== EXCERPTED PASSAGE

About McKesson Corporation
McKesson Corporation, currently ranked 15th on the FORTUNE 500, is a healthcare services and information technology company dedicated to making the business of healthcare run better. McKesson partners with payers, hospitals, physician offices, pharmacies, pharmaceutical companies and others across the spectrum of care to build healthier organizations that deliver better care to patients in every setting. McKesson helps its customers improve their financial, operational, and clinical performance with solutions that include pharmaceutical and medical-surgical supply management, healthcare information technology, and business and clinical services. For more information, visit www.mckesson.com.
About the Celesio Group
Celesio is a leading international wholesale and retail company and provider of logistics and services to the pharmaceutical and healthcare sectors. The proactive and preventive approach ensures that patients receive the products and support that they require for optimum care. With 39,000 employees, Celesio operates in 14 countries around the world. Every day, the group serves over 2 million customers – at about 2,200 pharmacies of its own and over 4,300 participants in brand partnership schemes. With 133 wholesale branches, Celesio supplies 65,000 pharmacies and hospitals every day with up to 130,000 pharmaceutical products. The services benefit a patient pool of about 15 million per day.
This press release includes “forward-looking statements” within the meaning of Section 27A of the U.S. Securities Act of 1933 and Section 21E of the U.S. Securities Exchange Act of 1934, as amended, that are subject to risks and uncertainties and other factors. All statements other than statements of historical fact are statements that could be deemed forward-looking statements. These statements do not represent facts and may be characterized by words such as “expect”, “believe”, “estimate”, “intend”, “aim”, “assume” or similar expressions. Such statements express the intentions, opinions, or current expectations of McKesson, and Celesio with respect to possible future events, e.g., regarding annual synergies or future financial results of McKesson or Celesio. Such forward-looking statements are based on current plans, estimates and forecasts which McKesson and Celesio have made to the best of their knowledge, but which do not claim to be correct in the future. Forward-looking statements are subject to risks and uncertainties that are difficult to predict and generally cannot be influenced by McKesson or Celesio. The forward-looking statements contained in this press release could turn out to be incorrect and/or future events and developments could considerably deviate from the forward-looking statements contained in this press release. Subject to compliance with applicable law and regulations, neither McKesson nor McKesson Deutschland GmbH & Co. KGaA intend to update these forward-looking statements or to undertake any obligation to do so.

====
== GIVEN INFORMATION

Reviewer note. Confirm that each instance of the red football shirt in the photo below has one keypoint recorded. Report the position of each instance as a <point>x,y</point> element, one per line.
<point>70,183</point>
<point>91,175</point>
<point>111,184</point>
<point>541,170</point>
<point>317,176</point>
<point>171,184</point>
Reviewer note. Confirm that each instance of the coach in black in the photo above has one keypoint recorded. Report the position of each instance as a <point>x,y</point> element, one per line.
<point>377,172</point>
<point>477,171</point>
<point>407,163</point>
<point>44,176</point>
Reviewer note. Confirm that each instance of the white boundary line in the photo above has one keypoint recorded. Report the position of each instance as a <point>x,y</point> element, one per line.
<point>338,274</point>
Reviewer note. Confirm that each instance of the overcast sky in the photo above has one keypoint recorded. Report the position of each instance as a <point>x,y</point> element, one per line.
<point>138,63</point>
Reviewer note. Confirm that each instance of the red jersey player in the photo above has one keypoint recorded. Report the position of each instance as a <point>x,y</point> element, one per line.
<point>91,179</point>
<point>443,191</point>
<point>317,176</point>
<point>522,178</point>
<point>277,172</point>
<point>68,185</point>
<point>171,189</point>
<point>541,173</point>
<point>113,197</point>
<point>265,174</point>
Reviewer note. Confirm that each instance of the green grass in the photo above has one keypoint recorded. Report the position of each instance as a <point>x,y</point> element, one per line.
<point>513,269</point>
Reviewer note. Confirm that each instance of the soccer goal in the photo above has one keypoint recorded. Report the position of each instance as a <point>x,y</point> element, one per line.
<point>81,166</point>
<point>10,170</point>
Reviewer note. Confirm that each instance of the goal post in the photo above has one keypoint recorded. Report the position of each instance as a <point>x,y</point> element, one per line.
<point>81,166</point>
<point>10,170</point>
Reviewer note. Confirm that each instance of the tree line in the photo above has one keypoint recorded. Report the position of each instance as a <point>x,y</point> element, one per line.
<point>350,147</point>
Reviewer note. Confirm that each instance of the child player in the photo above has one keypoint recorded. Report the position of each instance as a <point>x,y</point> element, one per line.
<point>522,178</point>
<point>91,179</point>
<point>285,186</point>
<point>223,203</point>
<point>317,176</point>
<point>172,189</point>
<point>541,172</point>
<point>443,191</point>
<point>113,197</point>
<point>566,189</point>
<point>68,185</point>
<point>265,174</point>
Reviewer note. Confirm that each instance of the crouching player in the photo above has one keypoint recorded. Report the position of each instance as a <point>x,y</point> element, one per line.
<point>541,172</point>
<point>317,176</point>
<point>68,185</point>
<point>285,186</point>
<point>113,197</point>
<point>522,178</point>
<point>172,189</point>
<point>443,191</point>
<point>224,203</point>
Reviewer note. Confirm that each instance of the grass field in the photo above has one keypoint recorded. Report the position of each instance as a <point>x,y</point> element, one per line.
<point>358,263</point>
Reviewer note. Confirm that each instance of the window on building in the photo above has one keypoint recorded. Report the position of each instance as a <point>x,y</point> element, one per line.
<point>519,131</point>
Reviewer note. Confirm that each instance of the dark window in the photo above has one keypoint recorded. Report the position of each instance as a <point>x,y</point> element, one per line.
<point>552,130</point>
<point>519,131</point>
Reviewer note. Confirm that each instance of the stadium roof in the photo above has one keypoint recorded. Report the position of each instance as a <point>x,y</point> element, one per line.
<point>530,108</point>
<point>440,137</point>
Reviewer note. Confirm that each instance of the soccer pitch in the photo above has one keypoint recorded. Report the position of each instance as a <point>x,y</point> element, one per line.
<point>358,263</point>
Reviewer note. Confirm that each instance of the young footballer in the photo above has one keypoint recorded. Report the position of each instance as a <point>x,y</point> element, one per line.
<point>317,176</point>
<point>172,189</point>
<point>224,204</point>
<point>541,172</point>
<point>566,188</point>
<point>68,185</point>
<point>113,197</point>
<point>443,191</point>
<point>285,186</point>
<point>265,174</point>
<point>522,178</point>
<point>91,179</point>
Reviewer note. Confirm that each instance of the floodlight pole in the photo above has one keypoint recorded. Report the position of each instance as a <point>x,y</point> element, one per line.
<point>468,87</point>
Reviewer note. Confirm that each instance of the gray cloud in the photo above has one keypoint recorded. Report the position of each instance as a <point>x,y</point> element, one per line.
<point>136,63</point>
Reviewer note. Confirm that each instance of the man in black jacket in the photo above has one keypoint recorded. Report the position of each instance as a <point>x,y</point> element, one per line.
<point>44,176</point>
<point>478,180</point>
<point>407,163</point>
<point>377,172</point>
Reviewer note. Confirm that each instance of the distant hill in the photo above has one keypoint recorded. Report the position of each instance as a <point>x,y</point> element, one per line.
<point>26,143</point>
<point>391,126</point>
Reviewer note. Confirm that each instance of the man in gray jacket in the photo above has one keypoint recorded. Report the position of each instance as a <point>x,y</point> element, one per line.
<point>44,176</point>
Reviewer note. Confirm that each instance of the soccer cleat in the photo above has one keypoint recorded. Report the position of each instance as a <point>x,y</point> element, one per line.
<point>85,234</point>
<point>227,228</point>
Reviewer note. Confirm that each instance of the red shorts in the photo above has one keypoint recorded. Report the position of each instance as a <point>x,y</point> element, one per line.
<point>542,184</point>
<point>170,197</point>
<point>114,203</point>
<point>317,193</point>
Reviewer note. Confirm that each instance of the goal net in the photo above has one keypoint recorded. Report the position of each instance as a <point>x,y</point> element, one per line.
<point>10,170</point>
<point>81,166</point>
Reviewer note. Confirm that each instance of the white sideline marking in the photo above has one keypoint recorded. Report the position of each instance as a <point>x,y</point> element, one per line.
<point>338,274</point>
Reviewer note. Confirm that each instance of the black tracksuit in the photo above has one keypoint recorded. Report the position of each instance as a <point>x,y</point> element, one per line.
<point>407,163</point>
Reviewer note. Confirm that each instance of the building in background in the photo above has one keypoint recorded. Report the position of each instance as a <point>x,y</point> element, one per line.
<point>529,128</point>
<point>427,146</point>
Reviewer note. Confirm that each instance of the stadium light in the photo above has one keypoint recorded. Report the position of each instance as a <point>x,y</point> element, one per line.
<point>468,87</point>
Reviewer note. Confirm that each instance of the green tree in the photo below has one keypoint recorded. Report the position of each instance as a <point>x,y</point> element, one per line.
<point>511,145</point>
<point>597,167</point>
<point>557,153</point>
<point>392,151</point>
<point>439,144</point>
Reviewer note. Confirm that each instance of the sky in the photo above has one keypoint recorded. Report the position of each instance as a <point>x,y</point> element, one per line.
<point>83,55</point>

====

● TASKS:
a) Output a passage from the McKesson and Celesio press release. Begin at the words "About McKesson Corporation" and stop after "information, visit www.mckesson.com.".
b) Answer these questions from the McKesson and Celesio press release:
(i) What rank does McKesson hold on the FORTUNE 500?
(ii) In how many countries does Celesio operate?
(iii) Which section of the U.S. Securities Exchange Act of 1934 is cited?
The items were taken from a different source than the McKesson and Celesio press release.

● RESULTS IN ORDER:
a)
About McKesson Corporation
McKesson Corporation, currently ranked 15th on the FORTUNE 500, is a healthcare services and information technology company dedicated to making the business of healthcare run better. McKesson partners with payers, hospitals, physician offices, pharmacies, pharmaceutical companies and others across the spectrum of care to build healthier organizations that deliver better care to patients in every setting. McKesson helps its customers improve their financial, operational, and clinical performance with solutions that include pharmaceutical and medical-surgical supply management, healthcare information technology, and business and clinical services. For more information, visit www.mckesson.com.

b)
(i) 15th
(ii) 14
(iii) Section 21E